> **What to do**
A complete answer retypes each of the records below precisely and includes none of the pictures.

> **Source information**
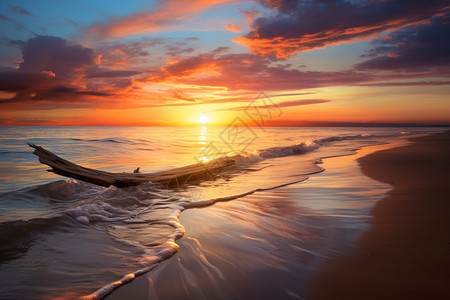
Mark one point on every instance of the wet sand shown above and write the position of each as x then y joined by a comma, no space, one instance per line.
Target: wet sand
405,253
290,243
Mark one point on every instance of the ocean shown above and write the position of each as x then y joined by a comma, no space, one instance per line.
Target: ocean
294,199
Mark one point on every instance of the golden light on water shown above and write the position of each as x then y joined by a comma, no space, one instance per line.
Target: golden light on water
203,119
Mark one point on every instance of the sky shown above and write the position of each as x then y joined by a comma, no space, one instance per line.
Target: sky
175,62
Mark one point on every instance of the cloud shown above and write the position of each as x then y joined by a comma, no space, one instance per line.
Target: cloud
252,73
168,14
19,10
177,51
233,28
420,47
297,26
55,54
107,73
178,94
51,72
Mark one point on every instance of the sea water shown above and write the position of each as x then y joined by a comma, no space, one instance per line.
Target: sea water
62,237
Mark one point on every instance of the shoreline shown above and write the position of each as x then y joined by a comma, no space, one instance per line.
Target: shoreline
404,253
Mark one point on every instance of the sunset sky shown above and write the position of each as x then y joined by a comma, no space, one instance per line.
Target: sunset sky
178,62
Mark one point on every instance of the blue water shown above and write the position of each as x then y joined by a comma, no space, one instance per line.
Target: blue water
61,237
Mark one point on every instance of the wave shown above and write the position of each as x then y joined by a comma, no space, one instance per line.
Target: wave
117,210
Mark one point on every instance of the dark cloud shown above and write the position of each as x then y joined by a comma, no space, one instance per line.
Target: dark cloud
19,10
15,81
55,54
50,72
301,25
418,47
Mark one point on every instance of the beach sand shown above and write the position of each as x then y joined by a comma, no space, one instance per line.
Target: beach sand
405,253
271,246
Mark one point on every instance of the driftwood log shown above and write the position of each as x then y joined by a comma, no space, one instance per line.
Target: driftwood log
171,177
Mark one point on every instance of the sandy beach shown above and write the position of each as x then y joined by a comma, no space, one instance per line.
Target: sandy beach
404,255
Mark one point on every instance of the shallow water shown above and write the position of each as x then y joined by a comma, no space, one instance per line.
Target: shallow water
66,238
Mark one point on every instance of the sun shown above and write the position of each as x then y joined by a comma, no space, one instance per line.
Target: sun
203,119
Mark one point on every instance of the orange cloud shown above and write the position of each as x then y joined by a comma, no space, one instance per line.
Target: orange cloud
233,28
295,28
167,15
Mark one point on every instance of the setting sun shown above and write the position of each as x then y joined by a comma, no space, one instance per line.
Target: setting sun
203,119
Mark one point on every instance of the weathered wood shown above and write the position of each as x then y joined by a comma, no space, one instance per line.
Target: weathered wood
170,177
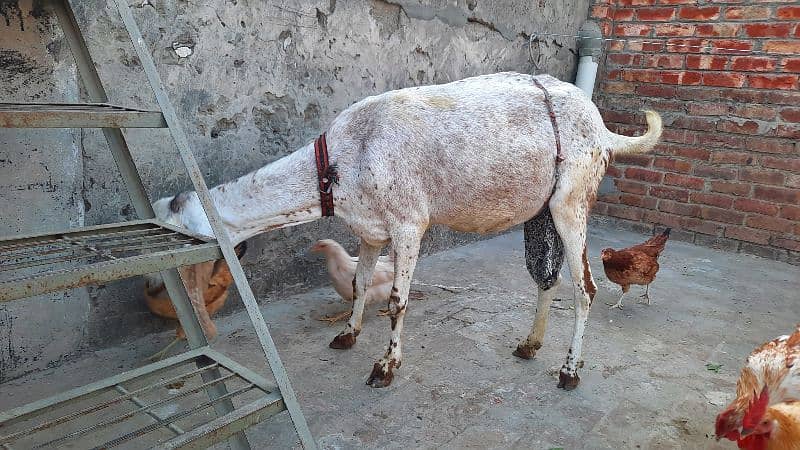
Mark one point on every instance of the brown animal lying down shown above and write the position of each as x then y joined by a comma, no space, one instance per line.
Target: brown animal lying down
207,285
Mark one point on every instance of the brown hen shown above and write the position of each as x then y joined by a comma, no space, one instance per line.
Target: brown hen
634,265
207,287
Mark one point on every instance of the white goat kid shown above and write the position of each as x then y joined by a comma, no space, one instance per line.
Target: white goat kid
477,155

> **Exercise solution**
Mark one point on every instance of the wet sand shown above and write the position of each as x then y joined by a comma, no space, one instance per line.
Target: wet sand
405,253
290,243
Mark one point on every instance of the ocean shown above and write the position of each as x then y joined by a comma, no space, one instance per line.
Target: ocean
294,199
Mark one point on every instance of the golden light on water shown above and write the position of each as x then y joined by a comma, no space, one instance per line.
Target: golden light on water
203,119
Mark one point on every instance of the sky shown above and write the position of each as x then y joined by a comma, no space, one instance per line.
Target: sky
175,62
Mark one point on every instance of the cloud shown above and write the position of each as x then y joined by a comma, no space, one instance per line.
Target: cloud
252,73
168,14
19,10
177,51
233,28
420,47
297,26
55,54
107,73
178,94
51,72
Mark one point on every instance of the sea water shown above and write the position of each as x then y joined by a comma, no space, one instance per line.
Target: sea water
62,237
Mark one point on every instance of the shoreline shown above and write the position of each as x then y joined by a comma, no space, one instance per line.
Target: shoreline
404,253
Mark one point on every instance of the sunset sky shown above and write the position of each as x then y joined by a comma, no space, one instance per line.
Target: sunset sky
178,62
Mark one point on every instance of the blue water shown above and write the position of each as x then y joined by a comma, no space, one instance per line.
Target: blue water
61,237
Mark one point on every instance of the wave shown above and write the position of each as x then y joined by a comma, no space, one instance per line.
Target: wave
117,210
Mark one point on every instance of the dark cloud shown above and write the position of each as x then y joined by a comma, no space, one instance per line.
Target: dark cloud
19,10
15,81
55,54
50,72
301,25
418,47
Mark one point on every instance of the beach sand shown above and write the position of each as x then y joined by a comma, no space, one instance per line.
Target: beach sand
405,253
271,246
Mark one point on every instance of the driftwood log shown above and write the position of each as x then y joined by a comma, no space, one instance per line.
Target: driftwood log
171,177
Mark one point on every instance of the sandy beach shown above and write the position of each as x then y joined by a comma, no space, one instance per line.
Target: sandy beach
404,255
Mark one point on every instance of the shallow water shown above and write the position of each as x then y joined by a comma, no space, one instance per line.
Target: shallow water
66,238
Mark one point on every instance of the sun shown above and write the position of each as x then y joined by a comma, no space, one instance per line.
Target: sun
203,119
Mark one point on every instance of the orange cloud shown above and write the position of each as x then y joined by a comma, no space, one instance per line.
Target: orange cloud
233,28
295,28
167,15
Mark one point on every instance of the setting sun shown above and write the position of each as x then y joined by a comma, no space, one instance per line.
Target: setting sun
203,119
Mark one point on every instance of the weathered wood shown above and write the position of each as x then y joined by a comma, no space, one instance per line.
Target: weathered wood
170,177
Mark one point on every instance of the brown animal lying down shown above and write the position of each as x then y joined by a comma, no space, one instance per line.
Target: brown animal lying down
207,285
Mark one point on every instance of the brown hen shown above and write the position of each as x then y joined by a comma, no space, one instance per line.
Target: brown hen
634,265
207,287
Mark one point on every instance of the white goat kid shown above and write the position of each as x then y joined by a comma, no space, one instance per line.
Target: white goat kid
477,155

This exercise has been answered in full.